DATA IN THIS EXERCISE -
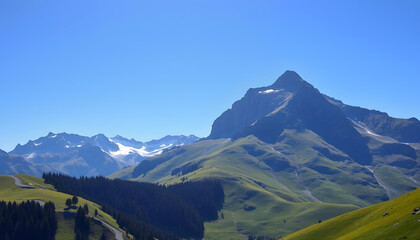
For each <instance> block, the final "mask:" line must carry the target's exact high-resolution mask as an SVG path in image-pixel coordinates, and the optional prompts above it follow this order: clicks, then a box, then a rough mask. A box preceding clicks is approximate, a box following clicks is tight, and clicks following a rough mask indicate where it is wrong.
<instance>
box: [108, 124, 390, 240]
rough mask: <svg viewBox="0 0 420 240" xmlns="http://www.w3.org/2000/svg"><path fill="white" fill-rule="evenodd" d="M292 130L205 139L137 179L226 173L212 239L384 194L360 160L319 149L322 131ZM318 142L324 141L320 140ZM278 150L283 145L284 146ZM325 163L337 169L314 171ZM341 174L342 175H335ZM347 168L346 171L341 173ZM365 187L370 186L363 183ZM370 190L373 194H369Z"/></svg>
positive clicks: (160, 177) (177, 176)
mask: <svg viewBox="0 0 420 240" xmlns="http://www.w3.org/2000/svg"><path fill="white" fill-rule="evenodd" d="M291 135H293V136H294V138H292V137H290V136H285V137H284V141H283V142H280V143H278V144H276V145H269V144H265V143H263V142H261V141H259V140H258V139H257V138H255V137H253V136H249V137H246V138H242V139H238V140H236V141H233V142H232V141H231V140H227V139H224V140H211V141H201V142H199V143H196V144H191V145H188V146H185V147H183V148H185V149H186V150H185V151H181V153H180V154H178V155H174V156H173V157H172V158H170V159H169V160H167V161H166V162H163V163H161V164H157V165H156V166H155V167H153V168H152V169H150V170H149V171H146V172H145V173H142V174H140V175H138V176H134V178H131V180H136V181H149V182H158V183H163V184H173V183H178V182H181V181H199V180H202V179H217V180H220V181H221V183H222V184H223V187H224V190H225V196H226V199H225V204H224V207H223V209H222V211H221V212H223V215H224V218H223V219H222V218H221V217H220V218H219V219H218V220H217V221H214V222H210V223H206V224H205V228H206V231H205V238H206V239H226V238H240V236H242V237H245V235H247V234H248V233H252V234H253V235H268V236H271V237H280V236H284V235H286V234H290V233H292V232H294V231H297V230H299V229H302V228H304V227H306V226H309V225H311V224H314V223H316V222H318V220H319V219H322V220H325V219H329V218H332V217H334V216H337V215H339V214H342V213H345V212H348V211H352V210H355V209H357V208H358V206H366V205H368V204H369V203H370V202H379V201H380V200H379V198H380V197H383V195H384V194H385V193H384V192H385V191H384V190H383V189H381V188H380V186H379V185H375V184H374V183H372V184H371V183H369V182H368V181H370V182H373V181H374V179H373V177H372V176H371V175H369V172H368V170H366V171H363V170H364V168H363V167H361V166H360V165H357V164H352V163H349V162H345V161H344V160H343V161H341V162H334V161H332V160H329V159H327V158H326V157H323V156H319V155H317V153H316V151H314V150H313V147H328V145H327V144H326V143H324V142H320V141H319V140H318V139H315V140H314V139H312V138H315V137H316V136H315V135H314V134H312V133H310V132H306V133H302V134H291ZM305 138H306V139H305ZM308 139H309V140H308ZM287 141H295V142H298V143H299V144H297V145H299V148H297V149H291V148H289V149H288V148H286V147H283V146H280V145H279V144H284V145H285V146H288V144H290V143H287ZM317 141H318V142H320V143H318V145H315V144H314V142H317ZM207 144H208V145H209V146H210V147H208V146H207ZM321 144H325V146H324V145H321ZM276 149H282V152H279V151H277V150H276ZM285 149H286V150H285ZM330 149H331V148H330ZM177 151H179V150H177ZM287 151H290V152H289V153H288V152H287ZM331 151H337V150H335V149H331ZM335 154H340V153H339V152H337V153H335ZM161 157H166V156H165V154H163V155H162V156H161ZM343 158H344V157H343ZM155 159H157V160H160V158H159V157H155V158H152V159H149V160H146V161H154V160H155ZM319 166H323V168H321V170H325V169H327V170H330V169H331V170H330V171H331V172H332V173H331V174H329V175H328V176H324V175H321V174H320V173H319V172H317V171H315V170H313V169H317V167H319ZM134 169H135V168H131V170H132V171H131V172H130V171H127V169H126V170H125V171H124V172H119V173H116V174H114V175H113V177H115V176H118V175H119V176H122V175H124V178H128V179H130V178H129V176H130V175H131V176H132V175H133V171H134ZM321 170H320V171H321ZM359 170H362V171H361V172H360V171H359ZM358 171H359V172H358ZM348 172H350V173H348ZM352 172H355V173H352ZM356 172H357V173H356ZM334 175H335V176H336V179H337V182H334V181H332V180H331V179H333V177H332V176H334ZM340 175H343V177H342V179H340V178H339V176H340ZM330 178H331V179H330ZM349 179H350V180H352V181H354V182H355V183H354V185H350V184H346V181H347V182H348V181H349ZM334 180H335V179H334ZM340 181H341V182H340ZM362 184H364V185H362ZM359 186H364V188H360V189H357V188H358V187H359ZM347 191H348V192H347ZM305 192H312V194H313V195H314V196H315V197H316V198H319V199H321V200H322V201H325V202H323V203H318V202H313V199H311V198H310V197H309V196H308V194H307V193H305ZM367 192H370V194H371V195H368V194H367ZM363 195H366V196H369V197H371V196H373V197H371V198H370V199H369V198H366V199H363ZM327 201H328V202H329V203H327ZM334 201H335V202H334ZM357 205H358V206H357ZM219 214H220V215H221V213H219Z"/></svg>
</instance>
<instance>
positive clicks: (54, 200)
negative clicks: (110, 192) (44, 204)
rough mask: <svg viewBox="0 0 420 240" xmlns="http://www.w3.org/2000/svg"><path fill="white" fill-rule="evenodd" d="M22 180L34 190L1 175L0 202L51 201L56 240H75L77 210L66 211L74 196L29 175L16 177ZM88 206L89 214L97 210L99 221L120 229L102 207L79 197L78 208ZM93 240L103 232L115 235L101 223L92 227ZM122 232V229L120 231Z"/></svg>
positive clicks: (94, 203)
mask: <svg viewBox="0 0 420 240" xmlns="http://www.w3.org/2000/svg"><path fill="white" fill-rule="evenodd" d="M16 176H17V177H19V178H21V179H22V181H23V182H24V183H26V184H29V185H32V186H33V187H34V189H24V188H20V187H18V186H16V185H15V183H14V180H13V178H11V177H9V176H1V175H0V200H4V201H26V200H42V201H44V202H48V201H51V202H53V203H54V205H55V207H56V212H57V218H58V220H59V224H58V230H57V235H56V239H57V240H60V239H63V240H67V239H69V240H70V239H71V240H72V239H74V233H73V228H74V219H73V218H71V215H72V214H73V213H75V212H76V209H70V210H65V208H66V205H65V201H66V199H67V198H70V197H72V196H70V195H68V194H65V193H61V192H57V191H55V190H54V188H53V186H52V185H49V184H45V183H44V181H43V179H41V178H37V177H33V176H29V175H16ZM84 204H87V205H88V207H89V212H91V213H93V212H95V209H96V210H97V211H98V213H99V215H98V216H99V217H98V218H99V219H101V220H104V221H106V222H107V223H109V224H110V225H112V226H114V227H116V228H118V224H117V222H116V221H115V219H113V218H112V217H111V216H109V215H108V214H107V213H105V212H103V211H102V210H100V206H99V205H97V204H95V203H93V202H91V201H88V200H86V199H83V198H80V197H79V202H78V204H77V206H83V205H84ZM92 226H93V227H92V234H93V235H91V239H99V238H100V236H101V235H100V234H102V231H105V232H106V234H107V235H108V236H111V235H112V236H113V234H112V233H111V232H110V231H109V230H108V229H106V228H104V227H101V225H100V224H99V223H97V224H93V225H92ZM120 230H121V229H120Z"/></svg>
* * *
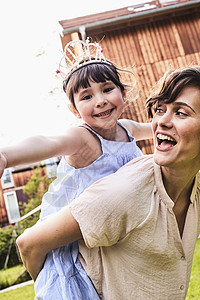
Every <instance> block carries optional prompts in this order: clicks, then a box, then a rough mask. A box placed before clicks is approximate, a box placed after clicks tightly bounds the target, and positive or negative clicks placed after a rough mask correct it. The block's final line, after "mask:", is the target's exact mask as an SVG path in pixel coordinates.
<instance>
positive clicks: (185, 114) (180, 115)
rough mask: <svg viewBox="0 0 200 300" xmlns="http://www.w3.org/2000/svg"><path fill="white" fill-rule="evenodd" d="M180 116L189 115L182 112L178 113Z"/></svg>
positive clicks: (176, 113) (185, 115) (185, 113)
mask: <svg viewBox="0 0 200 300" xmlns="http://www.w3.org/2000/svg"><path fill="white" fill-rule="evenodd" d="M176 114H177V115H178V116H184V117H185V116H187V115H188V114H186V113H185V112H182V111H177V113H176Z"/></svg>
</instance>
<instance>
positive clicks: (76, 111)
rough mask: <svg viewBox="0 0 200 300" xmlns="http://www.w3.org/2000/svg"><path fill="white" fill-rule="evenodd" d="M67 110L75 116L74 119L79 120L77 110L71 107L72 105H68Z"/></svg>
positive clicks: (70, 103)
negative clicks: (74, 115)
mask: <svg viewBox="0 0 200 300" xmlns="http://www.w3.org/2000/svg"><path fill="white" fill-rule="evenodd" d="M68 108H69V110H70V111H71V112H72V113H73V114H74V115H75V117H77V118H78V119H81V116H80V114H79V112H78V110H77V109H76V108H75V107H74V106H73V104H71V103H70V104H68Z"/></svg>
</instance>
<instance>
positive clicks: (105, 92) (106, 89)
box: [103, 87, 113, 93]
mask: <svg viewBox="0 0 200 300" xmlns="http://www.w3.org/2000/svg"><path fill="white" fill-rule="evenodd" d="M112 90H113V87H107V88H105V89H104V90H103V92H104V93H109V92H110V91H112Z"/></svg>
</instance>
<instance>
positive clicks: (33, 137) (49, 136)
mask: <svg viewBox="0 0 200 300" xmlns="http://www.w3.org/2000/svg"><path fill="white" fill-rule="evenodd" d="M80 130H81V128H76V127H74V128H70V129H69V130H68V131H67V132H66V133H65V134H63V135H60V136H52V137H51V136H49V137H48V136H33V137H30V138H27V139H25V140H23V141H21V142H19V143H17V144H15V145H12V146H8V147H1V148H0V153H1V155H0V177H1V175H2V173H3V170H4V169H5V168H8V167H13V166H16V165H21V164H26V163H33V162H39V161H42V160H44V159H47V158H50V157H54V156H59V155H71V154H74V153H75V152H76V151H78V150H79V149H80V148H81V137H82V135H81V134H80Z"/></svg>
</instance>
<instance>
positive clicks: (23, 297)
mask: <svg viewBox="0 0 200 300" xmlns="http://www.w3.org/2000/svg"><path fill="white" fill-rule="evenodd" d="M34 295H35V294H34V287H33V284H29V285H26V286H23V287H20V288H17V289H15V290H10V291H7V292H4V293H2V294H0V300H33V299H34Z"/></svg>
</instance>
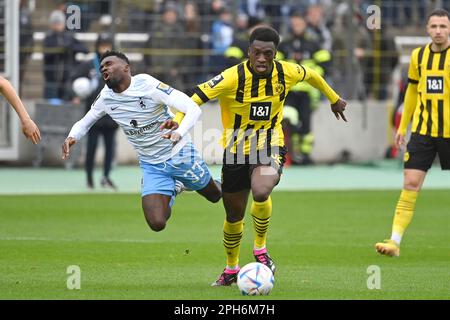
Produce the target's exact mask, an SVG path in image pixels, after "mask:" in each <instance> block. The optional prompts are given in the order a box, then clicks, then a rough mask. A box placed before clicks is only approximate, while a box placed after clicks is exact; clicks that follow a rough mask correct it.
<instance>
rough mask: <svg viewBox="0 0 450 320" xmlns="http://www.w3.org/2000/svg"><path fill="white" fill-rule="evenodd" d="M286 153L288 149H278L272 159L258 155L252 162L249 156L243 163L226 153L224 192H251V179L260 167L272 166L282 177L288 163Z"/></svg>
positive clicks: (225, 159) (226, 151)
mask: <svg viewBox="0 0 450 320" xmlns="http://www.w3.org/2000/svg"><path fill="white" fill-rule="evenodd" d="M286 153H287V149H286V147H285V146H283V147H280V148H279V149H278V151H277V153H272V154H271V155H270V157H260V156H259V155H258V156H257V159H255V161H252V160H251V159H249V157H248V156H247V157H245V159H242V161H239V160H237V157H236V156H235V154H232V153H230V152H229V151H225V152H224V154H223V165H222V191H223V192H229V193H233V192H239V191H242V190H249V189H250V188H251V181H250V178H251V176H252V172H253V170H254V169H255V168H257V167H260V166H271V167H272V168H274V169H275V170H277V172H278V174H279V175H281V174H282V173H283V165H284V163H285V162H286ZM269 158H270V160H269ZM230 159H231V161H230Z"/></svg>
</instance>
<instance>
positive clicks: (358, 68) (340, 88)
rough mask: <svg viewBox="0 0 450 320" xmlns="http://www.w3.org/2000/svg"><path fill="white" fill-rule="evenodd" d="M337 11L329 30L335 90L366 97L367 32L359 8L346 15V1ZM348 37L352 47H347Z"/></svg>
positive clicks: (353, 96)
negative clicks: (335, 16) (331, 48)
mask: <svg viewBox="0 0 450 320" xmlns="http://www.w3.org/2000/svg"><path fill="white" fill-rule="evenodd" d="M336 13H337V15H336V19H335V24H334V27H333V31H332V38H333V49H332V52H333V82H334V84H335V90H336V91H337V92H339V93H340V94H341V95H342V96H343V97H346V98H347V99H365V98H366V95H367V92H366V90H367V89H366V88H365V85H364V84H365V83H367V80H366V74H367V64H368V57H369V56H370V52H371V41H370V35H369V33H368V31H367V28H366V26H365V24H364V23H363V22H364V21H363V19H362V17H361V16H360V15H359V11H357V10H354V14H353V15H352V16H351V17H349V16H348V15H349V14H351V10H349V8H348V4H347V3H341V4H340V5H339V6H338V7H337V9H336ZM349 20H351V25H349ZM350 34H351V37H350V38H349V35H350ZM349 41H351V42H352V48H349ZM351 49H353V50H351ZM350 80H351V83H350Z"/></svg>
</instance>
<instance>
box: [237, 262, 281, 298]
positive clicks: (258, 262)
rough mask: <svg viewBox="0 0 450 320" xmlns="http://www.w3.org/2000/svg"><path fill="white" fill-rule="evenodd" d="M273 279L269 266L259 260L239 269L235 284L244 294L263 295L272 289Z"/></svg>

PROBLEM TO WORK ON - Copy the lines above exactly as they appear, starting with the line that contains "For each <instance>" and ending with the line that contains "positive clicks: (160, 177) (177, 176)", including both of those lines.

THE ANSWER -
For each <instance> block, the final "mask:" line must carry the target's exact high-resolution mask as an SVG path in image-pixel coordinates, and the optional prompts above it follow this order: clicks, then a box, then a rough mask. A box preceding clicks is approximate, a box following clicks is tight, and clicks following a rough mask indicate where it is wrong.
<instance>
box: [108, 124, 390, 240]
rough mask: <svg viewBox="0 0 420 240" xmlns="http://www.w3.org/2000/svg"><path fill="white" fill-rule="evenodd" d="M292 130L205 139L137 179L226 173L212 239L384 194L360 160L319 149L322 131ZM318 142L324 141L320 140ZM278 150L283 145L284 146ZM325 163L337 169L314 171ZM341 174L342 175H335ZM347 168L346 171L341 173ZM365 187L370 186L363 183ZM370 190L373 194H369Z"/></svg>
positive clicks: (160, 177) (177, 176)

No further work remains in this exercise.